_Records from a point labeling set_
.....
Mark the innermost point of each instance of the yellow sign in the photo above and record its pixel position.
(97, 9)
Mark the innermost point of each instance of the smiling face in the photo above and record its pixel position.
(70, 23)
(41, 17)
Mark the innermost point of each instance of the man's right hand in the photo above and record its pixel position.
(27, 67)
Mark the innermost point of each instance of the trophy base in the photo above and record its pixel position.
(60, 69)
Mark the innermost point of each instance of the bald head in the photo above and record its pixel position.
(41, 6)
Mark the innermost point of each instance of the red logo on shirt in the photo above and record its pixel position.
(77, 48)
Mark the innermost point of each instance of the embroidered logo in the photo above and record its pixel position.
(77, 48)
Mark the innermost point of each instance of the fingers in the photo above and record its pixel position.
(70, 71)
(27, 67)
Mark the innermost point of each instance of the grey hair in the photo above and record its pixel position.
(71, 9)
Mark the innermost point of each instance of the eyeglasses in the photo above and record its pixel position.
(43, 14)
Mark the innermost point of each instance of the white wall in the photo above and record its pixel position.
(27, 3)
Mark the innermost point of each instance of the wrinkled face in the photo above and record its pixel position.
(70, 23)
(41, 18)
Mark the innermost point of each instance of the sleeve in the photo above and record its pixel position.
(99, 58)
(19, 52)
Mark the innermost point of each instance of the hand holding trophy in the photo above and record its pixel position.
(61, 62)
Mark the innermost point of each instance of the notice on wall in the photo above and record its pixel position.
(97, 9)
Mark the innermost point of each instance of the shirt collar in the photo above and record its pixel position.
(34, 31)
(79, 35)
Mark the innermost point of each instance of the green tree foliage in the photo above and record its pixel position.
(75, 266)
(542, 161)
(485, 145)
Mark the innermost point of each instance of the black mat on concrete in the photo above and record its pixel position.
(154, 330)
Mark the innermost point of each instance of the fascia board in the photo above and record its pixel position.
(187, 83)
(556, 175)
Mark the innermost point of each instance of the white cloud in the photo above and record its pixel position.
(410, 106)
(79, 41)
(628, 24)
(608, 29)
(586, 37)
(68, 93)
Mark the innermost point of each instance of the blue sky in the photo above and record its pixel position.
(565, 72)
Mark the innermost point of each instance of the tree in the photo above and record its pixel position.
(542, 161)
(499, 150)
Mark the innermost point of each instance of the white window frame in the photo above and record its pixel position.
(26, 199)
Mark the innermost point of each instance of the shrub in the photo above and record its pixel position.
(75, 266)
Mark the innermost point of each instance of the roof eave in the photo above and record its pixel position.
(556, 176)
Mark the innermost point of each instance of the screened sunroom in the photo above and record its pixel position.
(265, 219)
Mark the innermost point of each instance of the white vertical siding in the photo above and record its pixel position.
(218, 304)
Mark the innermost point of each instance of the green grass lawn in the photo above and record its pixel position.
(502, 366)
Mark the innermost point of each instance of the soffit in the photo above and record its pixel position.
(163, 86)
.....
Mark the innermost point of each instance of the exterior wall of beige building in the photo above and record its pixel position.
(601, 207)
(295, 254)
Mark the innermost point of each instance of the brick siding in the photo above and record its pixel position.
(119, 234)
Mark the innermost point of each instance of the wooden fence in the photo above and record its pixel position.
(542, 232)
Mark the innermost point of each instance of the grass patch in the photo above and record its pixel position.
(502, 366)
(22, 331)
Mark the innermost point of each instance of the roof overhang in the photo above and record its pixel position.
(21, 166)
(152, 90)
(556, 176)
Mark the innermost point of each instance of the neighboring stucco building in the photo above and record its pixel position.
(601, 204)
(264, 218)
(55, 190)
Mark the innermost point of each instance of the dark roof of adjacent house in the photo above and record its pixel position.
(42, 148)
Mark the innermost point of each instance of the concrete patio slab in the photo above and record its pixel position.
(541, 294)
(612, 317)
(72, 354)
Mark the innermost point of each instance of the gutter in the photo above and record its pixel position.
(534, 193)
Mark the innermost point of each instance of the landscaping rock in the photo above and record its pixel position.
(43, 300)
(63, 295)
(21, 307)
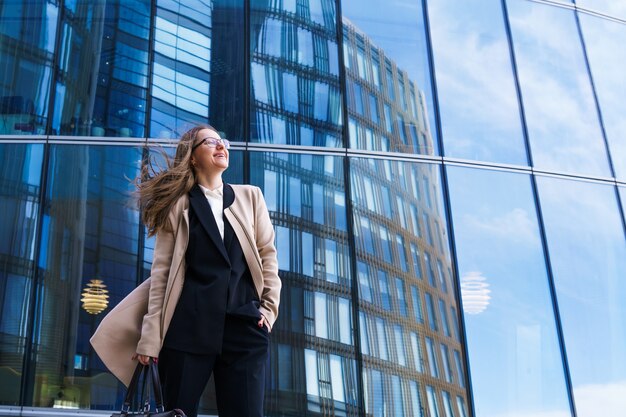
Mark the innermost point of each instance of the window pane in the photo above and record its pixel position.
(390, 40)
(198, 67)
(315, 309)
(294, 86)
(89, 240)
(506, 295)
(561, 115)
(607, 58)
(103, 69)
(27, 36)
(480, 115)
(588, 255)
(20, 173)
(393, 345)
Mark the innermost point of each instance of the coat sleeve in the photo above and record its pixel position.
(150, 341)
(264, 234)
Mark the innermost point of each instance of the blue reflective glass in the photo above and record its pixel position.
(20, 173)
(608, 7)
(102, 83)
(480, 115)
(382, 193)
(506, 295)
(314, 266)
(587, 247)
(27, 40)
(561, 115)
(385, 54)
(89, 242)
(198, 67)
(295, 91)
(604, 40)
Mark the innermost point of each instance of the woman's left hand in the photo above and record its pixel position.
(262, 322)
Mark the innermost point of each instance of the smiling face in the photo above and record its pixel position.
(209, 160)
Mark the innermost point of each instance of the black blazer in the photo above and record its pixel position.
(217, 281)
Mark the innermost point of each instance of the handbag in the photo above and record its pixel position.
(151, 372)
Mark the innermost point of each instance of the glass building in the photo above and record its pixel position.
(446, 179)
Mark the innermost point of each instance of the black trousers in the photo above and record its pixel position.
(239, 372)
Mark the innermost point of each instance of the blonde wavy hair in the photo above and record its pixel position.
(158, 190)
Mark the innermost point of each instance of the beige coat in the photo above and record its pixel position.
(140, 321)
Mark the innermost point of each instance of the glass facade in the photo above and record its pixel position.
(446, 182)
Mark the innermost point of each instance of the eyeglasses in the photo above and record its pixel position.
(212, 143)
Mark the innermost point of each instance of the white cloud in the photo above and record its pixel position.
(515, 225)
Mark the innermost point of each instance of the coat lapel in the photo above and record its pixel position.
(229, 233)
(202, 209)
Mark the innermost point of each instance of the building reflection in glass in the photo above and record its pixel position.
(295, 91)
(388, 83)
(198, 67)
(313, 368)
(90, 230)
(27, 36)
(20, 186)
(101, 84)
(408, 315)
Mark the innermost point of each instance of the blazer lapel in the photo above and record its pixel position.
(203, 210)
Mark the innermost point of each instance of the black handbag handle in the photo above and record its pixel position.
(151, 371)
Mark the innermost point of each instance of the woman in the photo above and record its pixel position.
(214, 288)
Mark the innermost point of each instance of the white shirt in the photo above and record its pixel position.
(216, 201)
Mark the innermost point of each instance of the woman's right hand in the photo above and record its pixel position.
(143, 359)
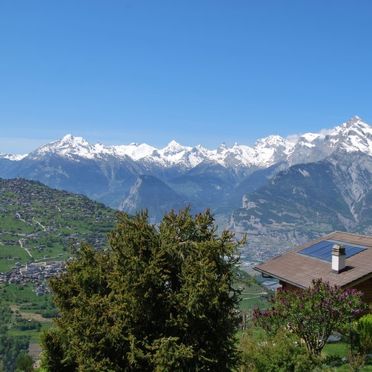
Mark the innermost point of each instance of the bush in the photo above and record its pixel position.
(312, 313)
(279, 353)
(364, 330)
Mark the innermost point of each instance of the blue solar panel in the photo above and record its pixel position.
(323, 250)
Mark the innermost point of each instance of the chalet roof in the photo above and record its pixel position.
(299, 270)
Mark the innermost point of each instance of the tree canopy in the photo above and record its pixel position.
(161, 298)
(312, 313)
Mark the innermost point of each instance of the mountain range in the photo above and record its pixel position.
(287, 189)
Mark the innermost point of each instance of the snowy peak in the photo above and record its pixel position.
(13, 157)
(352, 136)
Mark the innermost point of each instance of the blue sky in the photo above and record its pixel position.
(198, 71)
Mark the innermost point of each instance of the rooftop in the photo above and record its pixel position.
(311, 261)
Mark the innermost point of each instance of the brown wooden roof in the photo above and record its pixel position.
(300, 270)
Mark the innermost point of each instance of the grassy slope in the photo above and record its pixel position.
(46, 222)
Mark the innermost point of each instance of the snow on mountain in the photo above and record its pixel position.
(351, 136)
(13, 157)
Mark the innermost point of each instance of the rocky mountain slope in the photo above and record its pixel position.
.....
_Goal_
Put the rows above into a JSON list of strings with one string per line, leaving out blank lines. Begin at the line that contains "Mark the innermost point of each instance of the snow on" and stop after the line that contains "Mark the innermost point of each instance of the rocky".

_Final result_
[
  "Mark the innermost point of each instance of the snow on mountain in the photo above and record its pixel position.",
  "(351, 136)",
  "(13, 157)",
  "Mark the innermost point of each instance of the rocky mountain slope in the photo above and record its pixel position."
]